Transcribe the lines exactly, beginning with the one that contains "Mark the woman's smile" and ending with the final line of the records. Do not transcribe pictures.

--- GIVEN RECORDS ---

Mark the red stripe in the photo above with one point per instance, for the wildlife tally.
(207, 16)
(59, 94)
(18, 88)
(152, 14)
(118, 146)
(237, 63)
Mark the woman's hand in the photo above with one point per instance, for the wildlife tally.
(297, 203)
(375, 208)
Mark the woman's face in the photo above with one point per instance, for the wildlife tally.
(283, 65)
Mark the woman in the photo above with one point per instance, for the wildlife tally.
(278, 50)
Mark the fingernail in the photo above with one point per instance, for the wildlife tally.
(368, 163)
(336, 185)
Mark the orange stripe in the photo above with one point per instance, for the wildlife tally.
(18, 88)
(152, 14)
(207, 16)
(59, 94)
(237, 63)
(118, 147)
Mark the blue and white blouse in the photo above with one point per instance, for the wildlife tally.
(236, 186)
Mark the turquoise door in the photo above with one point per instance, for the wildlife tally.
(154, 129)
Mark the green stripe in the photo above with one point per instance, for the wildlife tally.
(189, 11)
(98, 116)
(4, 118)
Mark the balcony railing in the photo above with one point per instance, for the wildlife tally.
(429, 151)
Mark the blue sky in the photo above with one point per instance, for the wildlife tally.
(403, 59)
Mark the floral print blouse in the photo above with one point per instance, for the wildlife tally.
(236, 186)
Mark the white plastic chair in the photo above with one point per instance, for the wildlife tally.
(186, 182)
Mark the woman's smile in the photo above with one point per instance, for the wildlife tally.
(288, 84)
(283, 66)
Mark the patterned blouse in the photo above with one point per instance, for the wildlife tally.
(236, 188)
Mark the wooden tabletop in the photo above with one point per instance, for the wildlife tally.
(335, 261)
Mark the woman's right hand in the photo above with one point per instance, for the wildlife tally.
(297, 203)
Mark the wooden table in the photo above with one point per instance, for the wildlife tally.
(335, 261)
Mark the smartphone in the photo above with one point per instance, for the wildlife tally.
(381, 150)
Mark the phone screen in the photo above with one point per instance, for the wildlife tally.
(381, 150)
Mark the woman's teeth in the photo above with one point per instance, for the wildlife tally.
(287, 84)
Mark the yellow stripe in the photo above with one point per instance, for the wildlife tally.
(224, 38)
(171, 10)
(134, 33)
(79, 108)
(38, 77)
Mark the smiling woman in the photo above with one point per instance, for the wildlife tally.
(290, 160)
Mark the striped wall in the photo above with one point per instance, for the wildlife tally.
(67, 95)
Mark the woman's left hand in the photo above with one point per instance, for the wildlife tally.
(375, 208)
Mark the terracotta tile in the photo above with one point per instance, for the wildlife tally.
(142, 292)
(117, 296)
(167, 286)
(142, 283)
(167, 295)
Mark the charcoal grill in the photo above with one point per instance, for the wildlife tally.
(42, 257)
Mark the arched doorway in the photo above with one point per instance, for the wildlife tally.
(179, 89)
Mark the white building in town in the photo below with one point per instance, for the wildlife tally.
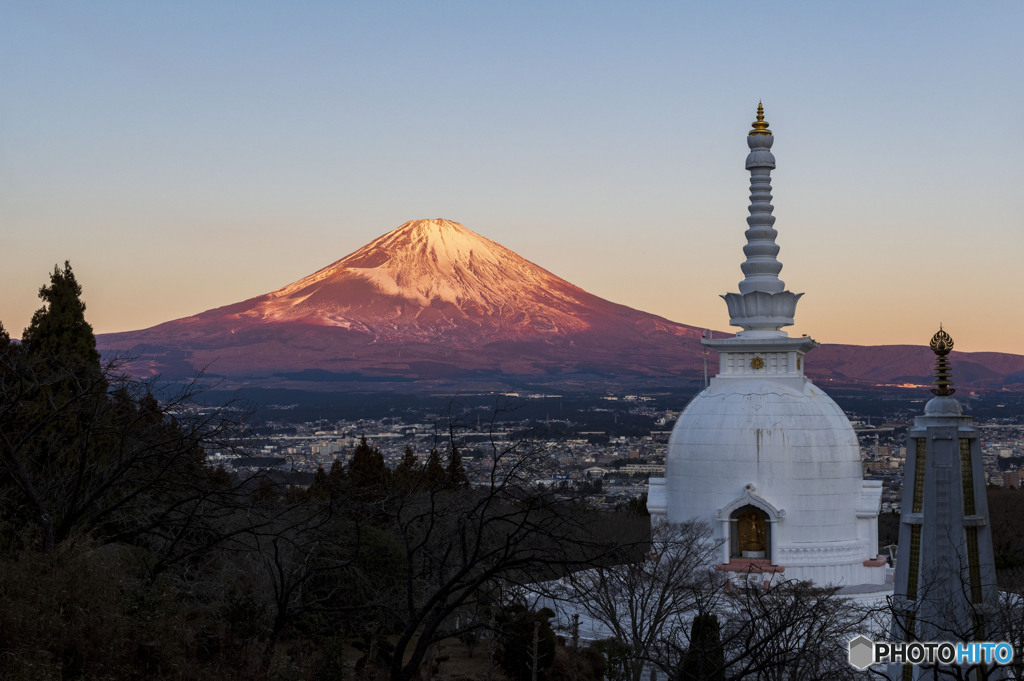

---

## RESULT FOR THIS TASK
Mark the woman's smile in the photo above with one point per instance, for the wildlife tally.
(288, 84)
(283, 66)
Mark the patterned blouse in the photo above with one point per instance, for the wildlife tally.
(236, 188)
Mark the wooden tabletop in the photo above with one point per instance, for the wildlife tally.
(335, 261)
Mark the woman's right hand in the photo above with one point per instance, for the wildlife tally.
(297, 203)
Mark the wooden table in the photo above with one point per instance, for the wildlife tally.
(335, 261)
Mark the smartphone in the photo above with one point per instance, for the wildlife tally.
(381, 150)
Mark the phone screen in the photo above with one point per instance, for the wildlife tally.
(381, 150)
Mark the woman's teeth in the photo above with one point per instance, for the wildlife tally.
(287, 84)
Mark the yellow stripe in the photo above with one point per instance, for the wildlife tally.
(224, 38)
(171, 10)
(134, 33)
(79, 108)
(38, 77)
Mark the smiling woman in the photo above with one point per instance, for the wildlife tally.
(290, 160)
Mark the striped wall in the photo above with one point per instance, for the wildlife tally.
(67, 95)
Mark the woman's left hand in the photo above with one point per instance, for the wildlife tally.
(375, 208)
Mark the terracotta tile in the photo above with one point per instance, for the wildlife tally.
(142, 292)
(117, 296)
(167, 286)
(142, 283)
(167, 295)
Mark the charcoal grill in the photo above with one point per instance, for the wildlife tally.
(42, 257)
Mark the arched doorway in the photo above with one point per instance, for the wildlife tally.
(179, 89)
Mark the white building in town in the photo below with one point per instance, for the wildlife tally.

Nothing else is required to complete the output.